(Photo-based referring expression data)
☆ ☆ ☆ ☆ ☆ ☆ ☆

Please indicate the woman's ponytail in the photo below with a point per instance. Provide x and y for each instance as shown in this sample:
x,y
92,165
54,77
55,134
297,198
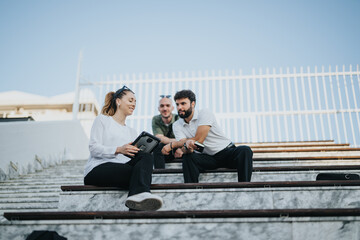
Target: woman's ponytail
x,y
109,107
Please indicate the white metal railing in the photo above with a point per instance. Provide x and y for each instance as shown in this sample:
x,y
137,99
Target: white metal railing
x,y
265,106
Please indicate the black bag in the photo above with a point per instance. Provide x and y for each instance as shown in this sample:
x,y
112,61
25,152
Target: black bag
x,y
337,176
45,235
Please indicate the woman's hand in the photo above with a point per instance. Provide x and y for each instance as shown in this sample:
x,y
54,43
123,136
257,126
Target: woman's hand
x,y
127,149
178,153
166,149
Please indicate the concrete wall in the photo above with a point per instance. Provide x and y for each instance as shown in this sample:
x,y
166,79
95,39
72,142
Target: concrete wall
x,y
29,146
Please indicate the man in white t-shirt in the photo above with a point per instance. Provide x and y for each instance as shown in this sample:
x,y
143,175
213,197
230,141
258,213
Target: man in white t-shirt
x,y
201,126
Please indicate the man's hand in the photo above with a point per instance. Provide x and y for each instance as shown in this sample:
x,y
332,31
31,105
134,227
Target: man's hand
x,y
166,149
178,153
127,149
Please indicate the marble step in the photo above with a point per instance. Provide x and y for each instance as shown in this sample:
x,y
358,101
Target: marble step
x,y
32,205
299,148
222,196
295,145
256,177
282,163
321,142
282,225
221,175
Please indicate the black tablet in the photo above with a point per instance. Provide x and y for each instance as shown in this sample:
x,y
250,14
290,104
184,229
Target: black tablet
x,y
146,142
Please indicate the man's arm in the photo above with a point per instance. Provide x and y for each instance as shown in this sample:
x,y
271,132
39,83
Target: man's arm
x,y
165,139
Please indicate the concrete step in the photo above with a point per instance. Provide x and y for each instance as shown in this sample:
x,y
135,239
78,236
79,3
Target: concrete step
x,y
195,225
221,196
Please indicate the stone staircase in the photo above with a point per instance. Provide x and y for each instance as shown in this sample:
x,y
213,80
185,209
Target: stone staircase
x,y
283,201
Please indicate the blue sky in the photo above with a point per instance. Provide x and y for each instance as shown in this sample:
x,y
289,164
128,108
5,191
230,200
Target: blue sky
x,y
40,40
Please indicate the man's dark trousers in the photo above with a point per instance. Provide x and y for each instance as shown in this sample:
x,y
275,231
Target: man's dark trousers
x,y
159,158
239,158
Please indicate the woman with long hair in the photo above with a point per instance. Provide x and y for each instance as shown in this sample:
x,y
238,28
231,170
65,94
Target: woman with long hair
x,y
110,142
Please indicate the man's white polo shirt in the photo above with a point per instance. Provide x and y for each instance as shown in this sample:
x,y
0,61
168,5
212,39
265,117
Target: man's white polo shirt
x,y
215,140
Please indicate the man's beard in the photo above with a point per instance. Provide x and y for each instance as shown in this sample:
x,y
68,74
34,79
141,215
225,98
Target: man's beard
x,y
186,114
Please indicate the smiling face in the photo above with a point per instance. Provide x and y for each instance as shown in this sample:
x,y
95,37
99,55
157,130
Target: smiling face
x,y
165,107
127,103
184,107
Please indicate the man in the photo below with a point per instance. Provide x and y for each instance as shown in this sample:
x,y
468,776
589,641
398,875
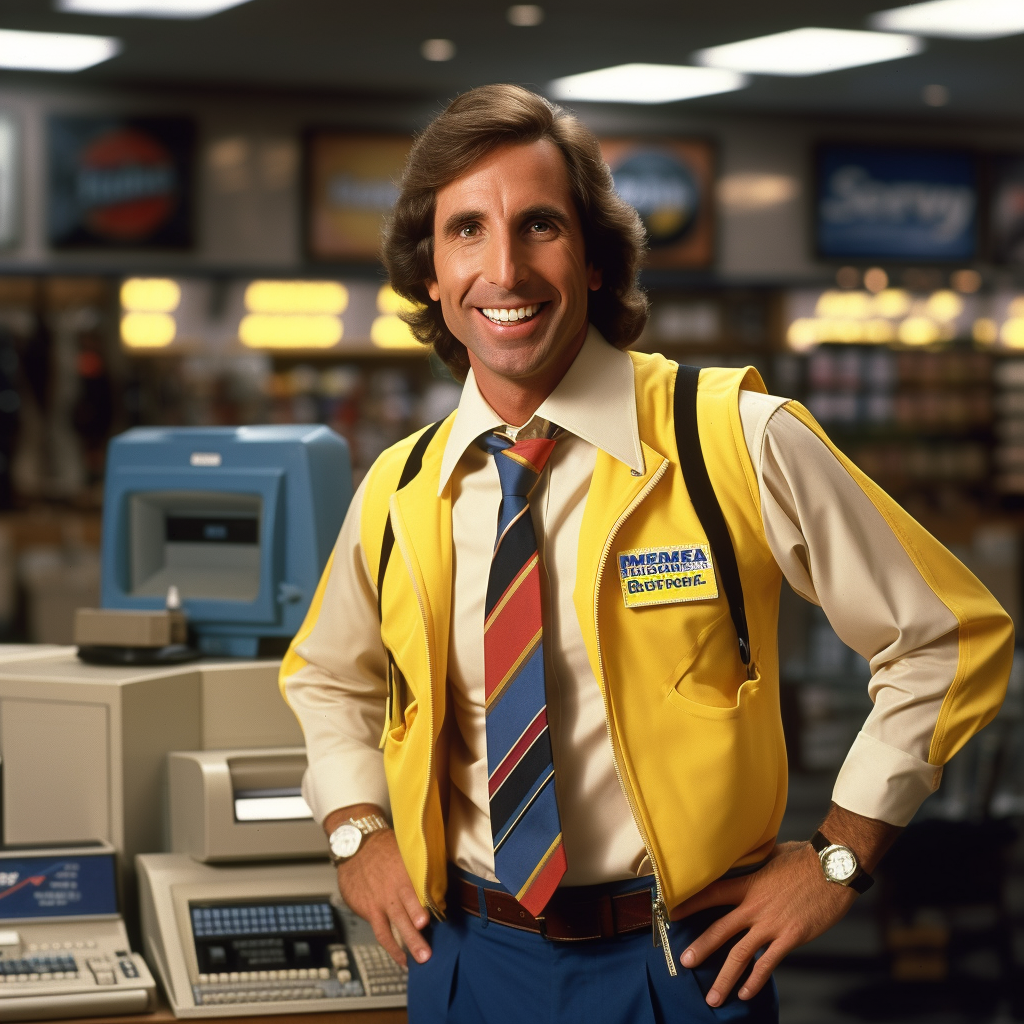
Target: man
x,y
607,756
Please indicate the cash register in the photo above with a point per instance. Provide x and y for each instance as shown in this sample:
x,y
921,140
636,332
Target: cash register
x,y
64,948
244,915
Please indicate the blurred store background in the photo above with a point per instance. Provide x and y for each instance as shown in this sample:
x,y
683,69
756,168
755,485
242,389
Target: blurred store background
x,y
190,197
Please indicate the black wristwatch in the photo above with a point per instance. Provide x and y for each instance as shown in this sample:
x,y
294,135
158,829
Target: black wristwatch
x,y
840,864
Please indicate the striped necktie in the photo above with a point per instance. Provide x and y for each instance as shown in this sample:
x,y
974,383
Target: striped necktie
x,y
529,859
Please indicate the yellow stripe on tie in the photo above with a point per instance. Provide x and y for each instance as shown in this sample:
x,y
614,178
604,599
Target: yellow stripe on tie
x,y
511,674
510,593
540,867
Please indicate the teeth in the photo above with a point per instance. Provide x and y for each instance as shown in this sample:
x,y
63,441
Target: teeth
x,y
510,315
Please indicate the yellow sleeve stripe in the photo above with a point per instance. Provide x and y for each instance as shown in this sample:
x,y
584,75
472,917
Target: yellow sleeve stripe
x,y
986,635
293,662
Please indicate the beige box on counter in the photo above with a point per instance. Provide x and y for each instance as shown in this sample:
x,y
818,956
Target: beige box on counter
x,y
110,628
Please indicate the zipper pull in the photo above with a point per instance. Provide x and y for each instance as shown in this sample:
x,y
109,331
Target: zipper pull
x,y
659,930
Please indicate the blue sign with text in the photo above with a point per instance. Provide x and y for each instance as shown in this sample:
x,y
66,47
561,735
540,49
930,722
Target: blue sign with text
x,y
879,203
71,886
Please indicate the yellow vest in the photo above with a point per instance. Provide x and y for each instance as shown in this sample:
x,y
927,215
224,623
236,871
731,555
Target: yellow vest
x,y
697,744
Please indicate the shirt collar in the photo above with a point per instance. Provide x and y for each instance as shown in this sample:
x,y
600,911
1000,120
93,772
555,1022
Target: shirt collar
x,y
595,400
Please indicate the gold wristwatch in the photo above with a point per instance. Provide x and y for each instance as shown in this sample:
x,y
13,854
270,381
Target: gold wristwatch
x,y
347,838
840,864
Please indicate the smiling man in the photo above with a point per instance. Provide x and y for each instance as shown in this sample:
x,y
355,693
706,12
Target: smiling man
x,y
538,655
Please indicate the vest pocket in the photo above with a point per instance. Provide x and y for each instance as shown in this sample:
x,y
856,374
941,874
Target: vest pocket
x,y
711,676
401,723
734,752
744,694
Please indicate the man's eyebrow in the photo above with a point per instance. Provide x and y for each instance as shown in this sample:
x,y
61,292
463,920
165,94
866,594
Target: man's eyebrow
x,y
460,218
545,213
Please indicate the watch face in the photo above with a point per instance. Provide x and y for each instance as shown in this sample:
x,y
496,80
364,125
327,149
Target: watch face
x,y
840,863
345,841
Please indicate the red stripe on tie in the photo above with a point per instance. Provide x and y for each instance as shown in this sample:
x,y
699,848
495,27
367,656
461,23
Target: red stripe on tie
x,y
522,744
536,898
511,631
535,452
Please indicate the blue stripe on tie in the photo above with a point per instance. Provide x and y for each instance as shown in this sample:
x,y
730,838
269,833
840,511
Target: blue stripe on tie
x,y
517,708
511,506
517,858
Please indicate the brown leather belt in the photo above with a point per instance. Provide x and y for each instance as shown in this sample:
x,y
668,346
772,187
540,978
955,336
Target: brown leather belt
x,y
569,916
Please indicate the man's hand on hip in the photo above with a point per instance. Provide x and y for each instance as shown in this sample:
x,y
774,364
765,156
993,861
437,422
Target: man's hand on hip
x,y
375,884
784,904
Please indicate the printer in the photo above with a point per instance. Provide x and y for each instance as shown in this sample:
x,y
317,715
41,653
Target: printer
x,y
244,916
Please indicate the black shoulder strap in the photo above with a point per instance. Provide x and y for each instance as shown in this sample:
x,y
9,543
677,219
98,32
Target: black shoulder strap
x,y
413,465
705,501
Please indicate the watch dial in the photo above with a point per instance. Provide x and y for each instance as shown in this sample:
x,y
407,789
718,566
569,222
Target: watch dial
x,y
345,841
840,864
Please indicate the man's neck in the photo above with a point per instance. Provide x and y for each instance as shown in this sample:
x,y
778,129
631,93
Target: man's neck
x,y
515,400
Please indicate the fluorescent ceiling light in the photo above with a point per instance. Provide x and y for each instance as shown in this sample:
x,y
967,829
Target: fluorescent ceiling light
x,y
54,50
148,8
809,51
960,18
646,84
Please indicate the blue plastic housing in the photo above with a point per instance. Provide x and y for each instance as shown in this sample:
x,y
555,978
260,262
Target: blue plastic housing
x,y
298,479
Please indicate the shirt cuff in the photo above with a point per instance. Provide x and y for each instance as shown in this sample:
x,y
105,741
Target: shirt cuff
x,y
355,776
884,782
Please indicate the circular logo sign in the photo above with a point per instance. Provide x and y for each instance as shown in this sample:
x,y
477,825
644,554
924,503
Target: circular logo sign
x,y
664,190
127,185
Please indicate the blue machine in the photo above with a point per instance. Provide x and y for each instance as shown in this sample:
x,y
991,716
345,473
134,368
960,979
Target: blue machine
x,y
242,520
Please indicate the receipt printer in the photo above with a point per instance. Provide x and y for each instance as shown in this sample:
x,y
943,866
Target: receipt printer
x,y
242,805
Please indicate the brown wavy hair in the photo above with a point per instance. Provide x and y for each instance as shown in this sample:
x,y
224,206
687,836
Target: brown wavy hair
x,y
469,128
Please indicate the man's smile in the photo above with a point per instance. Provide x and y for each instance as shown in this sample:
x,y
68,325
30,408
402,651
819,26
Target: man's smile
x,y
504,314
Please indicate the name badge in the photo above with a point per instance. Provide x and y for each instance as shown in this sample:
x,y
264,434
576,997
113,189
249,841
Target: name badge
x,y
667,576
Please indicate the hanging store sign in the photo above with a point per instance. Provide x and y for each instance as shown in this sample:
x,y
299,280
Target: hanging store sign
x,y
10,178
351,184
1006,213
882,203
670,183
121,181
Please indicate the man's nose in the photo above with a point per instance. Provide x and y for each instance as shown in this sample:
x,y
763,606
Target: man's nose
x,y
506,266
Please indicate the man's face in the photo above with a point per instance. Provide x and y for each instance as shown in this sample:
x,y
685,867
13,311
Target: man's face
x,y
511,271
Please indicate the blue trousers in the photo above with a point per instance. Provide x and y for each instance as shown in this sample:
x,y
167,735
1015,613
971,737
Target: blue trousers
x,y
492,974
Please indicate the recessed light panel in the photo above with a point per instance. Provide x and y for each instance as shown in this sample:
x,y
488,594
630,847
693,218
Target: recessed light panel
x,y
958,18
809,51
639,83
148,8
59,51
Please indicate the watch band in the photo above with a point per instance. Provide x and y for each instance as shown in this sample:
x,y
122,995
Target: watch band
x,y
860,882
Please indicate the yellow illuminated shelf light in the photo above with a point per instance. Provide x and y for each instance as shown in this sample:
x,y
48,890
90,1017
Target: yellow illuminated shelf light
x,y
151,295
143,330
290,331
296,297
389,330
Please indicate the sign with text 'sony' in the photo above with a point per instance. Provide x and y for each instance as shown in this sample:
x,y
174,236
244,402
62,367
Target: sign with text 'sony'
x,y
892,203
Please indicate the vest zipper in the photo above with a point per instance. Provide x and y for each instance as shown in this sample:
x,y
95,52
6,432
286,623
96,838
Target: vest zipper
x,y
658,914
400,539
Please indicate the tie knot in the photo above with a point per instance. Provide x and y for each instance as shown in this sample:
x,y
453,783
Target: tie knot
x,y
519,463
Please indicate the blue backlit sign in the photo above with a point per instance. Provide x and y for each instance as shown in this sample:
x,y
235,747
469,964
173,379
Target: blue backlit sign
x,y
887,203
57,886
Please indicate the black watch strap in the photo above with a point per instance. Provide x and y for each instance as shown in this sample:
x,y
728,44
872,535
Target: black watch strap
x,y
861,882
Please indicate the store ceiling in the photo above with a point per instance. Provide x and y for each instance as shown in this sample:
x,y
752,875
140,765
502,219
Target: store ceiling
x,y
374,48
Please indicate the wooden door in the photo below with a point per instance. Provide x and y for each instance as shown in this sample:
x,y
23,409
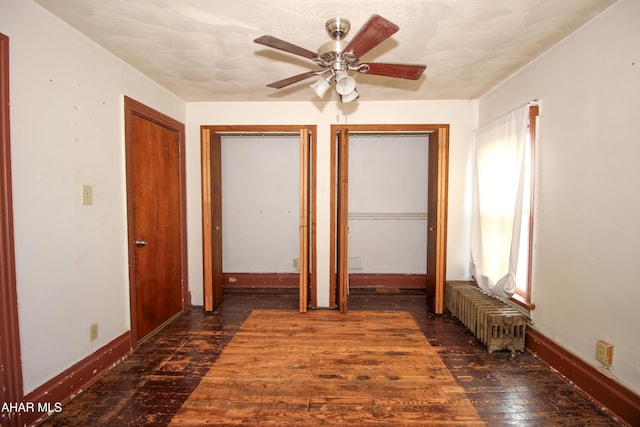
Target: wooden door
x,y
157,241
211,155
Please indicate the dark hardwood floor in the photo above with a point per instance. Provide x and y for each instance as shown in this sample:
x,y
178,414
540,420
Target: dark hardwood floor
x,y
148,387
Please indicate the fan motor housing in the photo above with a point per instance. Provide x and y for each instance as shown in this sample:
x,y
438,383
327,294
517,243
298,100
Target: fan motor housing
x,y
338,28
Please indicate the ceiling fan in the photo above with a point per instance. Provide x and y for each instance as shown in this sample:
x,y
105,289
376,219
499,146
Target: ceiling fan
x,y
339,57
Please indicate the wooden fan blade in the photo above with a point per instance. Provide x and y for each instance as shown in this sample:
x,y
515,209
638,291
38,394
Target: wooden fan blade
x,y
291,80
400,71
276,43
375,31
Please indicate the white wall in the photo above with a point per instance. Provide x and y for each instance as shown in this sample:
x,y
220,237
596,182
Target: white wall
x,y
260,203
388,203
67,131
461,115
586,254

☆ ☆ ☆ ☆ ☆ ☆ ☆

WORK INSTRUCTION: Search the data above for the word "below", then gather each line in which it appears.

RESULT OF THE EXERCISE:
Please indicate the woman's ponytail in the photo below with a point per instance. Provide x and y for each instance as shown in this sample:
Please indicate the man in the photo below with a point per instance. Provide x and y for each instance as shown in this sample:
Please indicate the wooden door in the photo below with a point per instance. Provide x and y for each instance as shown in this sample:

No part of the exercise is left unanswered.